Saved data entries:
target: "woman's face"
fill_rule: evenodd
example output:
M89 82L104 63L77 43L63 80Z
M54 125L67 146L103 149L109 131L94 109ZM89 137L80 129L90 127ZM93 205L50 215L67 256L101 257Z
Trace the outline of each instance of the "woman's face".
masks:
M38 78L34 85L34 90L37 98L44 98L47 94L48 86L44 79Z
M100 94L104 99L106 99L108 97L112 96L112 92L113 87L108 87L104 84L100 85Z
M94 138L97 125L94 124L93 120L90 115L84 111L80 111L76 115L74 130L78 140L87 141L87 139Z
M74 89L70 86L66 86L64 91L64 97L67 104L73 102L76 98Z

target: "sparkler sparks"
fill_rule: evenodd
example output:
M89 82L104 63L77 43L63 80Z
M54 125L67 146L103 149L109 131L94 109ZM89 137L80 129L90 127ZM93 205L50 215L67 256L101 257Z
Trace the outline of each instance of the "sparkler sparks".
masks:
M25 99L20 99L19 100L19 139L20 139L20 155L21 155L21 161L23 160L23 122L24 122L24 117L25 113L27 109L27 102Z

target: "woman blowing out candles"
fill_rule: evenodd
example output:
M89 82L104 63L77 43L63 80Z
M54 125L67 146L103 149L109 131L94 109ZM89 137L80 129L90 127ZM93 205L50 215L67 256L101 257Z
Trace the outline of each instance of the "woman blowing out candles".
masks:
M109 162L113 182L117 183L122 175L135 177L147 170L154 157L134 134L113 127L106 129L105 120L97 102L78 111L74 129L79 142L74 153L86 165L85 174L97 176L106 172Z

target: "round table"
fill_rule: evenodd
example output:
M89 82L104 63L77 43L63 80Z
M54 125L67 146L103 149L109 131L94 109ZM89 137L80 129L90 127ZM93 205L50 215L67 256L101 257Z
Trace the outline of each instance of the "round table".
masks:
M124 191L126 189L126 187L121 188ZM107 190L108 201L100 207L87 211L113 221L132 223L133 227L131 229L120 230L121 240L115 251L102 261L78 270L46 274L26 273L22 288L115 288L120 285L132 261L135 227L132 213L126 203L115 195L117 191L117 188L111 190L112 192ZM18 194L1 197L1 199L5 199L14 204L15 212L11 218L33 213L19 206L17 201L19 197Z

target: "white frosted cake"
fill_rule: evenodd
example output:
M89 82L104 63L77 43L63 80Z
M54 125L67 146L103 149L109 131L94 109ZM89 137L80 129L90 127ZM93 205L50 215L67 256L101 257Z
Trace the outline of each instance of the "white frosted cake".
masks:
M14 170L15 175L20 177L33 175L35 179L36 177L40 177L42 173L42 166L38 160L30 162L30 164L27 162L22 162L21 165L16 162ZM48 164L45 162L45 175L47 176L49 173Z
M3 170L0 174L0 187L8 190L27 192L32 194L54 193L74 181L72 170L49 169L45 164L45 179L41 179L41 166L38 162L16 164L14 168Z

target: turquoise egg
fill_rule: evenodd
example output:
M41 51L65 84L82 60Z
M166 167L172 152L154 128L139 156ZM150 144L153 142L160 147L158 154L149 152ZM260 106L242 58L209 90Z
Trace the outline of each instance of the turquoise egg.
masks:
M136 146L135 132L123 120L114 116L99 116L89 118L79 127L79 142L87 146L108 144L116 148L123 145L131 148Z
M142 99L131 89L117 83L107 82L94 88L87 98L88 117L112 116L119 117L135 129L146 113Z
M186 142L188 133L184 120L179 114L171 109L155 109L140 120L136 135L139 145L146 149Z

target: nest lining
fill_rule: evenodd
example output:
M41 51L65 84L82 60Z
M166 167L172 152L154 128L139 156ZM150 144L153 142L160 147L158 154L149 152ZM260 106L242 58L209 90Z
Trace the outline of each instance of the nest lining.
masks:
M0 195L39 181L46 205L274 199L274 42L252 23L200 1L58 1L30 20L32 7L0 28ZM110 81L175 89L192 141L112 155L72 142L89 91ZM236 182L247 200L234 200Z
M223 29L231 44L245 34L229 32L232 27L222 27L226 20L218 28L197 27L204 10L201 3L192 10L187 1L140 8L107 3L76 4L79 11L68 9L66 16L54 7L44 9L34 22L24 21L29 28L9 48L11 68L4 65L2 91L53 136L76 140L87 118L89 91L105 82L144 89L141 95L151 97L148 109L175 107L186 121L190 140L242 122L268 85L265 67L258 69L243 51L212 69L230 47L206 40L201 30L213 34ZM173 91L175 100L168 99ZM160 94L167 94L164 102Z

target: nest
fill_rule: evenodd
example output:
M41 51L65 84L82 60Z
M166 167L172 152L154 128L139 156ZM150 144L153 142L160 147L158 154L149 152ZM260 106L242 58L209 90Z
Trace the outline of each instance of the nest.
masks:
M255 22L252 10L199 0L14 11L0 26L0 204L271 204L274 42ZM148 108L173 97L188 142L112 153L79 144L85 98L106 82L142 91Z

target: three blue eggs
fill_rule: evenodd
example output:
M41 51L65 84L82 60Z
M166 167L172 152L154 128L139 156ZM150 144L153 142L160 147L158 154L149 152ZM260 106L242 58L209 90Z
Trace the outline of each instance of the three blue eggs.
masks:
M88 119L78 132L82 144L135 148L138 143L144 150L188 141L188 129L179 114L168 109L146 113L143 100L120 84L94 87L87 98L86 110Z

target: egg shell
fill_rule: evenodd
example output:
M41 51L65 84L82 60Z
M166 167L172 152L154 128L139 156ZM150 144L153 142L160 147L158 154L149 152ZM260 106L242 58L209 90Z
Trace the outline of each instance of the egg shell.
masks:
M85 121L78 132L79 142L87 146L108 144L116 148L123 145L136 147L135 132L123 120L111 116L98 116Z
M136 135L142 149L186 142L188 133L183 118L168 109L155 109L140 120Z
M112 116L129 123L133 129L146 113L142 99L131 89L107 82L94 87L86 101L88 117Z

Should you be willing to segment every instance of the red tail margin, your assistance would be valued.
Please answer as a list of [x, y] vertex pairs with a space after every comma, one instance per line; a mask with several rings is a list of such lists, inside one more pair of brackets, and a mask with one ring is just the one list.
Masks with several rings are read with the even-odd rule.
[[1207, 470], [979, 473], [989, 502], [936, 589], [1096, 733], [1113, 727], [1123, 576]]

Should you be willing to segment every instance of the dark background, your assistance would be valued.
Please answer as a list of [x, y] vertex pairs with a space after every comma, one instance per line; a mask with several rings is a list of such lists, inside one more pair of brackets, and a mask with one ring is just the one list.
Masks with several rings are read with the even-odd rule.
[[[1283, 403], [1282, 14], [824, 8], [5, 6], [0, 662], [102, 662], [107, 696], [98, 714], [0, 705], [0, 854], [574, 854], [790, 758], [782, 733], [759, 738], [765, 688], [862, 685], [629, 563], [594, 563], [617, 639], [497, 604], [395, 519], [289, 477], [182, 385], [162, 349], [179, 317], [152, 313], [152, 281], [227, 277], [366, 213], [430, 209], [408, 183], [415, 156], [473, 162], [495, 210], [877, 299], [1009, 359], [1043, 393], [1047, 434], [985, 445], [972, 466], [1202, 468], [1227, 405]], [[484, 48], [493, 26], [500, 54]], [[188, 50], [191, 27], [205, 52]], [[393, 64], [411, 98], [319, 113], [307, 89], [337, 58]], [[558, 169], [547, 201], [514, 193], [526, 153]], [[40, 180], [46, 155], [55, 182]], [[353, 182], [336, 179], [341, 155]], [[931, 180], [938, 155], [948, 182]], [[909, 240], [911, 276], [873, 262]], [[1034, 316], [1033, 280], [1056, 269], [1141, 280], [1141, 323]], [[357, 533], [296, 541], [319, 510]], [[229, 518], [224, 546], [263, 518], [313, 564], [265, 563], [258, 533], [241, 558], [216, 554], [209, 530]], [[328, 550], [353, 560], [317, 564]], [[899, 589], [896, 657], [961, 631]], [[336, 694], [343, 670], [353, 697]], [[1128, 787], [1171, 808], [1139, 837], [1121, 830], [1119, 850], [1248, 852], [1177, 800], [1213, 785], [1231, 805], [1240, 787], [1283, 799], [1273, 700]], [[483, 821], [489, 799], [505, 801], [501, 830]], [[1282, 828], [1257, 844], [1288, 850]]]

Written instruction: Reproduce the lines of the items verbatim, starting at the line containing "target: turquoise egg" and ending with the line containing "M186 142L188 133L184".

Exercise result:
target: turquoise egg
fill_rule: evenodd
example output:
M41 51L65 84L82 60Z
M166 167L172 152L154 128L139 156ZM150 144L153 142L160 147L158 154L149 152ZM260 106L242 58L209 90Z
Trace the outline of each instance of the turquoise egg.
masks:
M136 146L135 132L123 120L114 116L99 116L89 118L79 127L79 142L87 146L108 144L116 148L123 145L131 148Z
M142 99L131 89L117 83L107 82L94 88L87 98L88 117L112 116L119 117L135 129L146 113Z
M186 142L188 133L184 120L179 114L171 109L155 109L140 120L136 135L139 145L146 149Z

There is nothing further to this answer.